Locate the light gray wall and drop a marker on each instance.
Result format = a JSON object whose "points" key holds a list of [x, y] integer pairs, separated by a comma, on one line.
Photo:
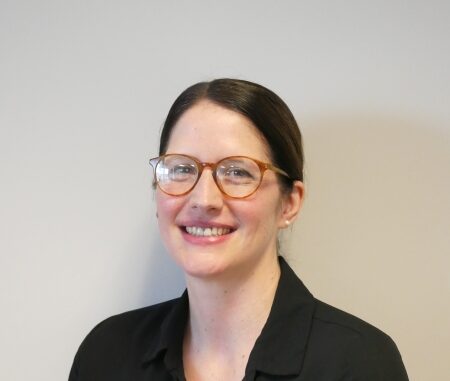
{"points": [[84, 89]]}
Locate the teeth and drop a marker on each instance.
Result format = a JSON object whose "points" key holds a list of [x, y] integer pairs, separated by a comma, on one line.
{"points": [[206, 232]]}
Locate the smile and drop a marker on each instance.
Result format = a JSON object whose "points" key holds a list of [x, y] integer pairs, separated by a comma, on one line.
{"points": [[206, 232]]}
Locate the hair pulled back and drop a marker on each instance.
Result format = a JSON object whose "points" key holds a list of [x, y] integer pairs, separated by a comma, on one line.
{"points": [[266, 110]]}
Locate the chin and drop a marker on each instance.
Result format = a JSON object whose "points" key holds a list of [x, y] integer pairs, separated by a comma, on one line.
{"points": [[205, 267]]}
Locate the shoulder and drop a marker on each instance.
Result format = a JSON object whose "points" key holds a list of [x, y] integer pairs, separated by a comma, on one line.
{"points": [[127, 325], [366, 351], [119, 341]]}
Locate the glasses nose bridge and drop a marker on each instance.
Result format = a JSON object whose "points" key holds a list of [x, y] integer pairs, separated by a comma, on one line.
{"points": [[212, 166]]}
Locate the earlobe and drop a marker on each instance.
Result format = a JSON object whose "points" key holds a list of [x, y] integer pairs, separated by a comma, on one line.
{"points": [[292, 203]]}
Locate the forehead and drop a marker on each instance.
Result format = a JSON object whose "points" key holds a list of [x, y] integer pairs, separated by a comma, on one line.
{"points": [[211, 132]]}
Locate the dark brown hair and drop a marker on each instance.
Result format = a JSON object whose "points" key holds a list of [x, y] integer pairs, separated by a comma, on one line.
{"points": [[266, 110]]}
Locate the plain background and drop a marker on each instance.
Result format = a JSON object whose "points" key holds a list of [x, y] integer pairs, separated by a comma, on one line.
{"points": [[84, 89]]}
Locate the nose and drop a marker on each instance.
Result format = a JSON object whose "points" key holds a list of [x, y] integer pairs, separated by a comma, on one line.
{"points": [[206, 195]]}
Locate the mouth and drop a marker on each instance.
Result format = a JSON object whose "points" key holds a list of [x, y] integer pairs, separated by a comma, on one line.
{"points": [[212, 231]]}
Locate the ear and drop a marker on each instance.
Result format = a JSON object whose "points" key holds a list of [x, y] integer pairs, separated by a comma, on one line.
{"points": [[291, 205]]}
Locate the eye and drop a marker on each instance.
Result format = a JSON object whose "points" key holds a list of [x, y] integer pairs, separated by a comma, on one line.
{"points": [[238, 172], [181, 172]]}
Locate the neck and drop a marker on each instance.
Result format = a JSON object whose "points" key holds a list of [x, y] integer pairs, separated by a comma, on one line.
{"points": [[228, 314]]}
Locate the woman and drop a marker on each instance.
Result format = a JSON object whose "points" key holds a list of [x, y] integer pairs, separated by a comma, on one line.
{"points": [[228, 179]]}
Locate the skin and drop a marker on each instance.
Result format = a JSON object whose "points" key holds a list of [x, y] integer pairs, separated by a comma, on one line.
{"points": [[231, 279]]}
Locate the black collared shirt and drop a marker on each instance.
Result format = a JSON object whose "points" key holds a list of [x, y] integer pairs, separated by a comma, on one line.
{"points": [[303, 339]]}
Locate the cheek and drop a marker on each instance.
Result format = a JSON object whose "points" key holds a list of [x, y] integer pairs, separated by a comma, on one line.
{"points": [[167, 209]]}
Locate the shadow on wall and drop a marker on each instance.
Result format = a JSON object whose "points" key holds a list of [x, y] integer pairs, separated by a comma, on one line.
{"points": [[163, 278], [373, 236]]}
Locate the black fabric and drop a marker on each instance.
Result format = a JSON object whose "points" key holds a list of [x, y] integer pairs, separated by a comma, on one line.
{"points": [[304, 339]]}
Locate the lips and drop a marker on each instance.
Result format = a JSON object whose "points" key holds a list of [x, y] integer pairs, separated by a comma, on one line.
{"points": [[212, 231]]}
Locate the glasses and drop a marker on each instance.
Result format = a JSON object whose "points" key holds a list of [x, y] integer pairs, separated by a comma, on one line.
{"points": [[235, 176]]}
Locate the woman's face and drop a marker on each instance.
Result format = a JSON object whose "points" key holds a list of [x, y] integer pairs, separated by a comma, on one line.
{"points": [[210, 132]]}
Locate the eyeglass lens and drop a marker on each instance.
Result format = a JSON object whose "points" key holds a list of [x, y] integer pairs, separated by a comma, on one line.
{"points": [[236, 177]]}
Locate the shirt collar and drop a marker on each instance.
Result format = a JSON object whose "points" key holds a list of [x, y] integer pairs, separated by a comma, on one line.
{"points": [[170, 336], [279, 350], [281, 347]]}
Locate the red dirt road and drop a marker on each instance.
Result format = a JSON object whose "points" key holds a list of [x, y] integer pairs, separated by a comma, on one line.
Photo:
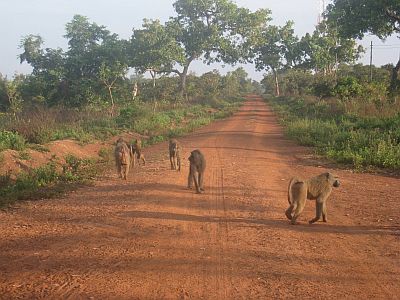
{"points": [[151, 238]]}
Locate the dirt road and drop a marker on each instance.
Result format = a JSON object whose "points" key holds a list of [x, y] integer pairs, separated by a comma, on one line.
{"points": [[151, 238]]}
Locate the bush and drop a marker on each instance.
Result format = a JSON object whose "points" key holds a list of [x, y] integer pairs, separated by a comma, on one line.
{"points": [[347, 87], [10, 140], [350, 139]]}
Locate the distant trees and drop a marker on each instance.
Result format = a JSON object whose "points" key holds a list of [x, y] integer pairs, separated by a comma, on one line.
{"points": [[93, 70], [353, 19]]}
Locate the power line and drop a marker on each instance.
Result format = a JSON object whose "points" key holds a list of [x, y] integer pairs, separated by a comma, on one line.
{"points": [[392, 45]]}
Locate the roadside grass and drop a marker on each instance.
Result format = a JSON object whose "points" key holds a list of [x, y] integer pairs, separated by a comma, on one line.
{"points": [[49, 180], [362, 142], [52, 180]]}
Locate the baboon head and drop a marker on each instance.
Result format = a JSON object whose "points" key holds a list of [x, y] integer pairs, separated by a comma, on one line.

= WHAT TO WORK ON =
Pictures in the records above are left out; print everything else exactly as written.

= ANSWER TO THIS EXERCISE =
Locate the light gray wall and drop a marker on each instance.
Result format = a JSON object whose "points" key holds a list of [x, y] integer pairs, separated by a comma, on one line.
Photo:
{"points": [[84, 89]]}
Locate the teeth and drop a marker on each instance.
Result format = a JSON object whose "points" key holds a list of [x, y] integer pairs, separated by a comma, on one line.
{"points": [[206, 232]]}
Locate the smile and drop a marker on each instance.
Result format = a JSON object whose "points" key holds a list of [x, y] integer pairs, separated by a comma, on one line.
{"points": [[206, 232]]}
Locate the hair pulled back and drop a marker on each instance.
Result format = a JSON object whose "points" key holds a list of [x, y] integer pairs, separated by a comma, on one line.
{"points": [[266, 110]]}
Locate the chin and drop a marker on each instance.
Result format = a JSON object whose "points" key holds a list of [x, y] integer pairs, separated by a comma, on one line.
{"points": [[205, 267]]}
Locate the shoulder and drop a marker on each instance.
Result format = a JSON object whose "points" key holds a list of [x, y] integer pairs, separated by a comma, on one line.
{"points": [[127, 325], [366, 351], [119, 341]]}
Locate the glasses nose bridge and drop a marker on each instance.
Result format = a JSON object whose "points" key holds a list of [x, y] integer pairs, separated by a comma, on one line.
{"points": [[212, 166]]}
Locate the earlobe and drop a marker on each instance.
Result format = a JSON object whose "points" key holds a list of [x, y] integer pairs, separated by a comma, on one line.
{"points": [[292, 203]]}
Locate the forehead and drop a marker on each instance.
Result format = a JSON object whose "points" key holds a list of [x, y] integer pairs, separated by a comma, on one line.
{"points": [[211, 132]]}
Locate the dark brown hair and drop a marker on each instance.
Result format = a JSON object whose "points" key holds a list of [x, y] integer pairs, separated by a comma, on one line.
{"points": [[266, 110]]}
Locate the plain background and drop a marker on each instance.
Result format = a JSON object whose "points" key holds a list of [x, y] integer pairs, separated by a comma, on one line.
{"points": [[84, 89]]}
Locate the nose and drop a marker on each instance.
Result format = a JSON object whose "points" key holds a list of [x, y] integer pairs, separated by a comma, on one line.
{"points": [[206, 195]]}
Locate the mouth and drop a marker on each instance.
Result format = a JSON object whose "points" key holds a list of [x, y] integer pairs, separated by a comma, on one line.
{"points": [[212, 231]]}
Locate the ear and drop a marker on each instance.
Result format = a JSON object whose "points" key holds a list of [x, y] integer pairs, separated by a comma, on one line.
{"points": [[291, 205]]}
Locate the eye and drop a marker on each instance.
Result format = a JSON object whose "points" key holds a list of [x, y] integer pairs, separated by a comma, on one line.
{"points": [[238, 172], [181, 172]]}
Locate the neck and drop a marker on each instance.
Result format = a JSON object whose "points" key holds a list of [x, y] integer pairs, separated by a comma, on one line.
{"points": [[228, 314]]}
Locate the woman and drop a marker on each instance.
Result format = a JSON object whose "points" key holds a list of [x, y] integer pairs, separated by a comma, on one line.
{"points": [[228, 179]]}
Locate the skin and drop a marker on each instance.
Result format = a JSON object whose "points" key holds a list of [x, y] integer pairs, separated by a comma, on one line.
{"points": [[231, 279]]}
Locate the black collared shirt and drop a marker on each instance.
Result format = a JSON object whose "points" key holds a list of [x, y] integer pairs, separated by a comma, on one line.
{"points": [[303, 339]]}
Locate the cheek and drop a marker on each instance.
Result format = a JSON object whose "points" key holds a list of [x, y] integer pairs, separated by a comma, on one line.
{"points": [[167, 209]]}
Locate the shadow on wall and drop a marker on each instance.
Result format = a JSON object whose "points" key holds a list of [x, y] integer pairs, separated by a comma, on one line.
{"points": [[163, 278], [373, 236]]}
Locate the black fabric and drop a marker on each instance.
Result format = a JSON object whose "points" key holds a list of [x, y] integer pairs, separated by a comma, on one line.
{"points": [[304, 339]]}
Locate the lips and drop a marker on each instance.
Result format = a JSON object whose "points" key holds a list of [x, y] integer pairs, separated by a comma, on one line.
{"points": [[212, 231]]}
Locate the glasses and drop a marker on each instance.
Result format = a JSON object whose "points" key holds a list of [x, y] integer pairs, separated by a comma, on one line.
{"points": [[235, 176]]}
Locate the woman's face and drop a marker on each instance.
Result format = a JSON object whose "points" key holds a list of [x, y] integer pairs, separated by a comma, on one line.
{"points": [[210, 132]]}
Locate the eyeglass lens and drop a marker on each instance.
Result format = a JSON object whose "points" key holds a list of [x, y] integer pairs, separated by a comma, on one line.
{"points": [[236, 177]]}
Locate the shirt collar and drop a marker on each instance.
Result format = a JSON object whose "points" key holds a list of [x, y] integer pairs, separated by a comma, on one line.
{"points": [[170, 336], [279, 350], [281, 347]]}
Locate the red dirt road and drop a marker on each instance.
Result format = a JSON object whose "points" key holds a list of [x, y] integer pairs, separated by a comma, on one line.
Photo:
{"points": [[151, 238]]}
Locate the dirt road and drop a marker on each instance.
Result format = a JSON object whose "points" key holds a list of [x, y] integer pairs, separated by a comma, on one line.
{"points": [[151, 238]]}
Locate the bush and drop a marker on each instance.
Result format = a JSON object whose "points" key holds a list of [x, y] integer pairs, separated by a comma, on one line.
{"points": [[347, 87], [10, 140], [350, 139]]}
Locate the distant trees and drop a marker on each instance.
Result format = a JSON object whose "points" key holds a list of [x, y] integer pairs, separated by a comma, on one line.
{"points": [[93, 70], [353, 19]]}
Locate the power line and drop a marker on each instance.
Result format = a JSON object whose "points" key holds a list of [x, y] integer pairs, separated by a comma, on one line.
{"points": [[392, 45]]}
Locate the roadside grass and drop a marker on each instance.
Result format = a JSON object whose "points" key holds a list of [x, y] integer pairs, separated by a comma, on one line.
{"points": [[49, 180], [362, 142], [52, 180]]}
Locate the baboon head and drop a marker on each instance.
Result format = a JSON object whose "points" key holds a list of [x, y] integer pairs, separated by a comma, on one line.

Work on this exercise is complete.